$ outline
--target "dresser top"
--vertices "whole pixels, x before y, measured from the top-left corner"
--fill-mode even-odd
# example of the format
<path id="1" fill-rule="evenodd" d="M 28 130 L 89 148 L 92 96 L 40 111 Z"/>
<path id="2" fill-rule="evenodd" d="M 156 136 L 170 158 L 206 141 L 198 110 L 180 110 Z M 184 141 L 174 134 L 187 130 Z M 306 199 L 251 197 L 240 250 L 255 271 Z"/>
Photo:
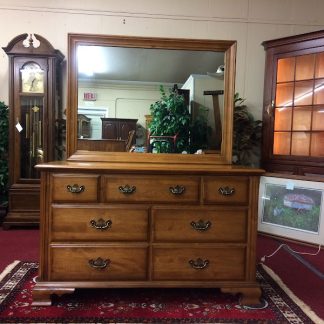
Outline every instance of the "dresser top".
<path id="1" fill-rule="evenodd" d="M 166 163 L 114 163 L 114 162 L 74 162 L 54 161 L 38 164 L 40 171 L 90 171 L 90 172 L 122 172 L 122 173 L 185 173 L 185 174 L 247 174 L 261 175 L 264 170 L 237 165 L 197 165 L 197 164 L 166 164 Z"/>

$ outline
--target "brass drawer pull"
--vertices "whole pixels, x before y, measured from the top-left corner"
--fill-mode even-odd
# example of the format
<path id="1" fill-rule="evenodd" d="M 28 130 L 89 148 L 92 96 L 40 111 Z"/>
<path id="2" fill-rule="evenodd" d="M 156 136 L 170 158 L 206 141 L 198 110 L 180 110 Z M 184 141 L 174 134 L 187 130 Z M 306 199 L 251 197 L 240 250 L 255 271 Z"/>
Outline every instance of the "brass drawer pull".
<path id="1" fill-rule="evenodd" d="M 194 222 L 192 221 L 190 223 L 190 225 L 192 226 L 192 228 L 196 231 L 199 231 L 199 232 L 204 232 L 204 231 L 207 231 L 210 226 L 211 226 L 211 222 L 210 221 L 203 221 L 202 219 L 200 219 L 198 222 Z"/>
<path id="2" fill-rule="evenodd" d="M 186 188 L 184 186 L 175 186 L 169 188 L 170 192 L 174 195 L 182 195 Z"/>
<path id="3" fill-rule="evenodd" d="M 235 193 L 235 188 L 220 187 L 218 192 L 223 196 L 232 196 Z"/>
<path id="4" fill-rule="evenodd" d="M 69 192 L 75 193 L 75 194 L 81 193 L 85 189 L 84 186 L 79 186 L 78 184 L 74 184 L 73 186 L 67 185 L 66 188 Z"/>
<path id="5" fill-rule="evenodd" d="M 198 258 L 197 260 L 189 260 L 189 264 L 192 266 L 193 269 L 200 270 L 208 267 L 209 260 L 203 260 Z"/>
<path id="6" fill-rule="evenodd" d="M 96 260 L 91 259 L 88 261 L 89 266 L 95 269 L 105 269 L 106 267 L 109 266 L 110 262 L 111 261 L 109 259 L 104 260 L 100 257 L 97 258 Z"/>
<path id="7" fill-rule="evenodd" d="M 136 187 L 135 186 L 130 186 L 130 185 L 126 185 L 126 186 L 120 186 L 119 191 L 122 192 L 125 195 L 129 195 L 132 194 L 136 191 Z"/>
<path id="8" fill-rule="evenodd" d="M 90 225 L 92 227 L 94 227 L 95 229 L 98 229 L 98 230 L 103 231 L 103 230 L 106 230 L 106 229 L 111 228 L 112 221 L 110 219 L 108 219 L 107 221 L 105 221 L 102 218 L 98 219 L 97 221 L 95 221 L 94 219 L 92 219 L 90 221 Z"/>

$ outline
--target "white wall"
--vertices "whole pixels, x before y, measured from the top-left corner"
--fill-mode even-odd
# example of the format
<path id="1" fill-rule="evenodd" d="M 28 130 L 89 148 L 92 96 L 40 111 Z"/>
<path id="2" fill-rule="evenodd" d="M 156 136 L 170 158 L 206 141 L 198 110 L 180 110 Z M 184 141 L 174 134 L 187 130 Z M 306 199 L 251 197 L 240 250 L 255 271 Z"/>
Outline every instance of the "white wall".
<path id="1" fill-rule="evenodd" d="M 36 33 L 67 55 L 69 32 L 237 40 L 236 91 L 261 118 L 261 42 L 323 29 L 323 12 L 322 0 L 0 0 L 0 45 Z M 66 103 L 66 93 L 64 98 Z M 8 103 L 3 51 L 0 100 Z"/>

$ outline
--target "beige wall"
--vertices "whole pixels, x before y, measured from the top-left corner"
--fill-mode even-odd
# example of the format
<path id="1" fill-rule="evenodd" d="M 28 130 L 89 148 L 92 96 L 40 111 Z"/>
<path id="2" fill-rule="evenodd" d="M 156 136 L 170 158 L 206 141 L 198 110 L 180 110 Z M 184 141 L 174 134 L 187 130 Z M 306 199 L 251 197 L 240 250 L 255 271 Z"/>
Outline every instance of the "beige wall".
<path id="1" fill-rule="evenodd" d="M 237 40 L 236 91 L 260 118 L 261 42 L 323 29 L 323 12 L 322 0 L 0 0 L 0 45 L 22 33 L 37 33 L 67 55 L 69 32 Z M 0 100 L 8 102 L 3 51 Z"/>

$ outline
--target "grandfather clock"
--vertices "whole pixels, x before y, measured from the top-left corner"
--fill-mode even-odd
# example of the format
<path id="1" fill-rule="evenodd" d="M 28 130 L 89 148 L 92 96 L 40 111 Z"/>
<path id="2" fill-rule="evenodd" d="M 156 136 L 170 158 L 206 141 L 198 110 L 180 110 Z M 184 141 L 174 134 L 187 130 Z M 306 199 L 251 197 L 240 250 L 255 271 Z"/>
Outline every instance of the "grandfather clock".
<path id="1" fill-rule="evenodd" d="M 9 57 L 9 206 L 3 227 L 39 223 L 40 180 L 34 166 L 57 159 L 61 147 L 63 54 L 37 34 L 22 34 Z"/>

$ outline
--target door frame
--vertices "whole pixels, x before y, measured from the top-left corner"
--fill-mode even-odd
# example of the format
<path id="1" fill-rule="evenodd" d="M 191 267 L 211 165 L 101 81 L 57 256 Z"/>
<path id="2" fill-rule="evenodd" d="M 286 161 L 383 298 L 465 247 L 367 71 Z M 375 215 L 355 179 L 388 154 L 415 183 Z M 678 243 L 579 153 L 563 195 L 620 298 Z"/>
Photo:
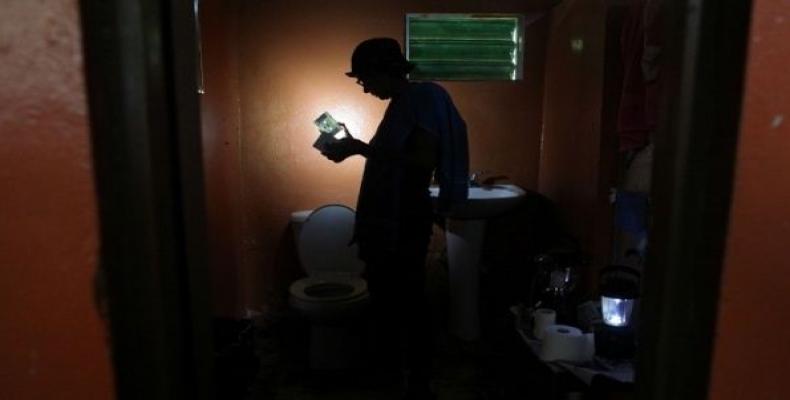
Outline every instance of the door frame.
<path id="1" fill-rule="evenodd" d="M 213 398 L 193 4 L 80 12 L 116 396 Z"/>
<path id="2" fill-rule="evenodd" d="M 704 399 L 751 1 L 664 2 L 637 398 Z M 213 395 L 192 1 L 81 1 L 120 399 Z"/>
<path id="3" fill-rule="evenodd" d="M 699 400 L 715 344 L 751 1 L 664 3 L 667 112 L 654 140 L 637 398 Z"/>

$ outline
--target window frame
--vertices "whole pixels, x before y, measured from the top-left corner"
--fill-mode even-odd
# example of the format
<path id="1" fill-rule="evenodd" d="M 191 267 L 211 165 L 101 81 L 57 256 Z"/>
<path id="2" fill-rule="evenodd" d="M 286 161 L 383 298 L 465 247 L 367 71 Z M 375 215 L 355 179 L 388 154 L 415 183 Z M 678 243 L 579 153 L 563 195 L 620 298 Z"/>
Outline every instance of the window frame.
<path id="1" fill-rule="evenodd" d="M 480 82 L 517 82 L 524 80 L 524 41 L 525 41 L 525 31 L 526 25 L 525 20 L 526 17 L 524 14 L 518 13 L 406 13 L 404 17 L 404 40 L 403 40 L 403 47 L 404 53 L 406 55 L 406 59 L 410 62 L 414 63 L 411 59 L 411 20 L 413 18 L 435 18 L 435 19 L 459 19 L 459 18 L 480 18 L 480 19 L 516 19 L 517 27 L 518 27 L 518 40 L 515 43 L 516 45 L 516 65 L 514 69 L 514 76 L 511 76 L 509 79 L 498 79 L 498 78 L 485 78 L 485 77 L 467 77 L 467 78 L 456 78 L 456 77 L 413 77 L 412 74 L 409 74 L 409 79 L 416 80 L 416 81 L 480 81 Z M 414 63 L 417 65 L 417 63 Z"/>

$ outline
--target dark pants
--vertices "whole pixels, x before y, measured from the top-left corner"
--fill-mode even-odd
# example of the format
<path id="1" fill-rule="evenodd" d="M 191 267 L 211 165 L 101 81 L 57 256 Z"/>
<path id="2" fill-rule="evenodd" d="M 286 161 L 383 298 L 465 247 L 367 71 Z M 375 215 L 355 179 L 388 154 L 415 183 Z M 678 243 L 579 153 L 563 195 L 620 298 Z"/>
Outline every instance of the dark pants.
<path id="1" fill-rule="evenodd" d="M 384 369 L 400 367 L 410 381 L 427 382 L 433 356 L 425 294 L 425 258 L 430 236 L 430 220 L 413 221 L 402 225 L 395 246 L 366 251 L 374 361 Z"/>

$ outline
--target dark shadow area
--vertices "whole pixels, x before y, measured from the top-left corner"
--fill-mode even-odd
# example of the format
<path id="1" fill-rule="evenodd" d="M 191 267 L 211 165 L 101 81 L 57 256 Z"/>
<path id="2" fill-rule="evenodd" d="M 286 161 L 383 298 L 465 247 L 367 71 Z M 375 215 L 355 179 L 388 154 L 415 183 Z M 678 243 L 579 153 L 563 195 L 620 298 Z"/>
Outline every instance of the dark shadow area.
<path id="1" fill-rule="evenodd" d="M 574 242 L 558 221 L 554 205 L 529 193 L 488 227 L 481 271 L 481 337 L 464 342 L 448 333 L 448 262 L 437 227 L 428 253 L 427 286 L 434 340 L 431 387 L 438 399 L 552 399 L 568 393 L 611 398 L 628 391 L 614 382 L 586 386 L 546 367 L 530 353 L 515 329 L 511 307 L 529 301 L 536 256 Z M 287 240 L 284 240 L 287 241 Z M 570 244 L 569 244 L 570 243 Z M 363 320 L 369 319 L 369 315 Z M 399 373 L 376 373 L 361 360 L 345 371 L 309 367 L 310 324 L 291 309 L 251 321 L 217 321 L 221 333 L 217 377 L 223 399 L 333 400 L 400 399 Z M 368 339 L 372 331 L 366 329 Z M 365 346 L 370 344 L 366 340 Z M 254 375 L 254 377 L 253 377 Z M 598 393 L 598 394 L 596 394 Z"/>

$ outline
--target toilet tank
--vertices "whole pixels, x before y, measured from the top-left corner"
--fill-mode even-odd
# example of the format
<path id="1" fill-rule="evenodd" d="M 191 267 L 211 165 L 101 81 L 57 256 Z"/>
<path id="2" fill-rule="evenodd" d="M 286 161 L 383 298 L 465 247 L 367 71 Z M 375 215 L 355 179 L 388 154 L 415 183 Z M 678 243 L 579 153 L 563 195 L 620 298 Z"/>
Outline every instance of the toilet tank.
<path id="1" fill-rule="evenodd" d="M 294 243 L 299 243 L 299 234 L 302 232 L 302 224 L 307 221 L 307 217 L 313 210 L 295 211 L 291 213 L 291 230 L 294 234 Z"/>

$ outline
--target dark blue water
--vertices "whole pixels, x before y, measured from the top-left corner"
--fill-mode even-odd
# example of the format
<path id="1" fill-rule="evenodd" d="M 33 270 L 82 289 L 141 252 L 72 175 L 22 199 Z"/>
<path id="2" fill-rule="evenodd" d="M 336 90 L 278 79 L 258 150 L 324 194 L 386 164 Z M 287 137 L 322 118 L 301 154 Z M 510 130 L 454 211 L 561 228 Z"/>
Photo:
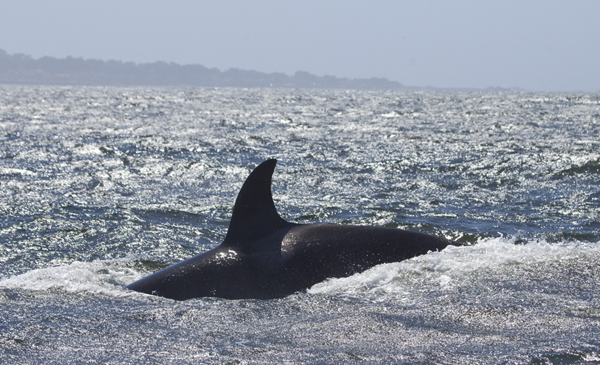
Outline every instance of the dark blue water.
<path id="1" fill-rule="evenodd" d="M 2 363 L 599 363 L 600 95 L 0 87 Z M 281 300 L 123 289 L 291 221 L 471 244 Z"/>

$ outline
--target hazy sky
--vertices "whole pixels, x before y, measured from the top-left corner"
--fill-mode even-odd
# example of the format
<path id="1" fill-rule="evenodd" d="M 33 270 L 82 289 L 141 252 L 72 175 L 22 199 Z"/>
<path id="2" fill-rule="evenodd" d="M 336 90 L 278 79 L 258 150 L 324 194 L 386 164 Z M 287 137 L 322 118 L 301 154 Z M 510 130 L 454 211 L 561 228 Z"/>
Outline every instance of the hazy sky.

◆ ◆ ◆ ◆ ◆ ◆ ◆

§ **Aim of the exercise**: The expected answer is a copy of each line above containing "hazy".

§ **Task result**:
--target hazy sky
Outline every instance of the hazy sky.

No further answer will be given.